▸ Input

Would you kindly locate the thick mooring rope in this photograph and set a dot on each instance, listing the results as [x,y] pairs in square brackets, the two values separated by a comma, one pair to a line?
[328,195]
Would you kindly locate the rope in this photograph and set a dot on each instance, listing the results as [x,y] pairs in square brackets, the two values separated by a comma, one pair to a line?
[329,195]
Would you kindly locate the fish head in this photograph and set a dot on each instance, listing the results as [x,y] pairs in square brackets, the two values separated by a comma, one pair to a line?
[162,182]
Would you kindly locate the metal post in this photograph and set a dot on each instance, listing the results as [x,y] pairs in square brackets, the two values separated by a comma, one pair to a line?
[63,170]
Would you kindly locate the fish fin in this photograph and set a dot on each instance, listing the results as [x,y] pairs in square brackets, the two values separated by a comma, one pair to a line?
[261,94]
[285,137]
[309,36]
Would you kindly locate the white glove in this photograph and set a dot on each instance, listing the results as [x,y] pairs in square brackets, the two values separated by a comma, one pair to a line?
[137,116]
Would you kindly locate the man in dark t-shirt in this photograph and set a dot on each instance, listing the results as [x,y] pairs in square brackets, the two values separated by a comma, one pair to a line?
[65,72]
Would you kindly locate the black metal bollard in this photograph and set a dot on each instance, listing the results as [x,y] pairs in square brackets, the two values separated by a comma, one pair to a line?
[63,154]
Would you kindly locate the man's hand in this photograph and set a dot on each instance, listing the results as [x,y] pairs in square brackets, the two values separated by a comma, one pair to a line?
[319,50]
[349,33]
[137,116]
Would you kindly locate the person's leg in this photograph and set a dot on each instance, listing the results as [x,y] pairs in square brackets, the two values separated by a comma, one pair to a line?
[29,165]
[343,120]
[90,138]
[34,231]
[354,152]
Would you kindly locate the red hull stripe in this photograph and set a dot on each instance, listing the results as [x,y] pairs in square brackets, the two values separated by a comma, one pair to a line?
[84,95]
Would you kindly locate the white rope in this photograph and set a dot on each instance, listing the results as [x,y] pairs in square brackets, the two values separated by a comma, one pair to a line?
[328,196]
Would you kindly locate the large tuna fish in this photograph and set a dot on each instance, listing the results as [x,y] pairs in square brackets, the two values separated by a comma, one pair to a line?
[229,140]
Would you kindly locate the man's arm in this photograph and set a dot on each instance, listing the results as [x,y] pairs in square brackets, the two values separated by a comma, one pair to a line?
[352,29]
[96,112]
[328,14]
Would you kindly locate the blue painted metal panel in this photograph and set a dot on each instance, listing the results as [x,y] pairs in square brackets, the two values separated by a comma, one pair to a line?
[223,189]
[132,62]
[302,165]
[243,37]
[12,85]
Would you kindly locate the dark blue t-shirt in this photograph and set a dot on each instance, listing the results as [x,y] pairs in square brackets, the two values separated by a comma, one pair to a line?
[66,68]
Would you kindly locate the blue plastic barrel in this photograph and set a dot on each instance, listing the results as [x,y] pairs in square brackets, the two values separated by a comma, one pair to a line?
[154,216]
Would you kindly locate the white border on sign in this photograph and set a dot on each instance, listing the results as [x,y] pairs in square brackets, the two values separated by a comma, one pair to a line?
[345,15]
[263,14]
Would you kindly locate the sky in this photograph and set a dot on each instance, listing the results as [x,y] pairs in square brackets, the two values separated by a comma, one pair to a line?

▸ The task
Repeat the data precisely, reproducing every entry.

▸ Exercise answer
Would you kindly locate the thick mooring rope in this photograph and set a dot on each instance, listing the results as [x,y] pairs in square brackets, the two values separated by a comma, one pair to a line?
[328,195]
Would you kindly locate the rope in this photograph and set a dot on each instance, listing the results as [x,y] pairs in square brackets, the two values separated by a comma, one pair to a line?
[329,195]
Would you kindly locate the fish head in this photograph and set a dot on each instance, listing the results as [x,y] pairs in square brackets, the two values separated by a comma, one pair to a line?
[162,182]
Would you kindly locate the metal post in this photograph and set a dot on each instance, listing the results as [x,y] pairs in square brackets, the two values separated by a comma, one pair to a line?
[63,170]
Would you kindly locate the fish fin in this photograph and set a dot on each instance, listing the results as [x,y] pairs in square brackets, the two values separated by a comma, one pair to a line?
[261,94]
[285,137]
[309,36]
Would you kindly locate the white glove in this photograph and set a dot on each instance, listing the results as [x,y] pairs in square brackets, the two values separated by a comma, one pair to a line?
[137,116]
Would you kindly locate the man in dark t-shirt in this photograph and set a dot on each instance, listing the results as [x,y] pairs in square brackets, the two values separated by a comma, one pair to a line?
[65,72]
Would you kindly locate the black metal bollard in this photograph and set a dot on each instance, listing the results as [x,y] pairs in square brackets, the two values separated by a comma, one pair to a line?
[63,154]
Would you kindly locate the man's hand in this photograph and set a dot on each instance, listing the results as [x,y] pairs in square brackets, the two values separated by a comma, one pair to a line?
[319,50]
[349,33]
[137,116]
Would you kindly locate the person's leg in this photograph and set a dot on each instance, listing the results as [x,y] pairs in square brackets, the two values separated by a comma, one pair to a line?
[29,165]
[343,120]
[90,138]
[34,231]
[354,152]
Would you kindly locate the red hull stripe in this photograph and set a dot on each instance, listing the results as [x,y] pairs in square brackets, the two values separated by a comma, one pair to a line?
[84,95]
Would you kindly locate the white rope in this photograph and set a dot on each instance, listing the results as [x,y] pairs in square brackets, the two values separated by a comma, one pair to a line?
[328,196]
Would you kindly locate the large tuna fish in this photograph and set a dot on each instance, listing the results as [x,y] pairs in square brackets, the two values separated by a comma, one pair to a line?
[229,140]
Would you kindly locate the man's arm in this photograph and set a dot on each instance, listing the results as [x,y] pairs in square brackets, the two values separated by a comma, one pair to a line?
[352,29]
[96,112]
[328,14]
Would you kindly locate the blue painted metal panel in this photograph and set a dot on each instance, listing the results as [x,y] pairs in square brackets, the two values separated by a comma, one pair to a line?
[223,189]
[132,62]
[302,165]
[243,37]
[12,85]
Would you kindly locate the dark blue t-shirt in this photograph and set a dot on each instance, listing the results as [x,y] pairs in square brackets, the two values separated by a comma, one pair to a line?
[66,68]
Would you kindly locate the blue plastic barrel in this photograph and set a dot on each instance, listing the results as [x,y] pairs in square brackets, the two values separated by a comma, one pair to a line?
[154,216]
Would you kindly locate the white border on sign in this photograph and set a dot on each instance, listing the results as [x,y] pairs in square brackets, the two values separated by a comma, one pair to a line?
[345,15]
[263,14]
Would you kindly locate the sky in this photograph and set a dot on each instance, listing the results as [x,y] pairs in square brackets, the two values separated by a comma, one pair to a line?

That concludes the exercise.